> [GIVEN INSTRUCTION]:
Format the entries below as a Markdown table with the columns "Row" and "Line". Give each nonblank line its own row and number the rows in order.

> [WORKING DATA]:

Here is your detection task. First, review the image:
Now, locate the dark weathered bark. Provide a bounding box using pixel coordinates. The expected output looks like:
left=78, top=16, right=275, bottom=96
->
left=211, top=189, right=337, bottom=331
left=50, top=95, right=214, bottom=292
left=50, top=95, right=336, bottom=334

> [EXERCISE SOLUTION]:
| Row | Line |
|---|---|
| 1 | Here is your detection task. First, review the image: |
| 2 | Now, locate the dark weathered bark. Provide a bounding box using pixel coordinates. The expected output looks like: |
| 3 | left=78, top=16, right=275, bottom=96 |
| 4 | -> |
| 5 | left=211, top=189, right=337, bottom=331 |
| 6 | left=50, top=95, right=214, bottom=292 |
| 7 | left=50, top=95, right=336, bottom=334 |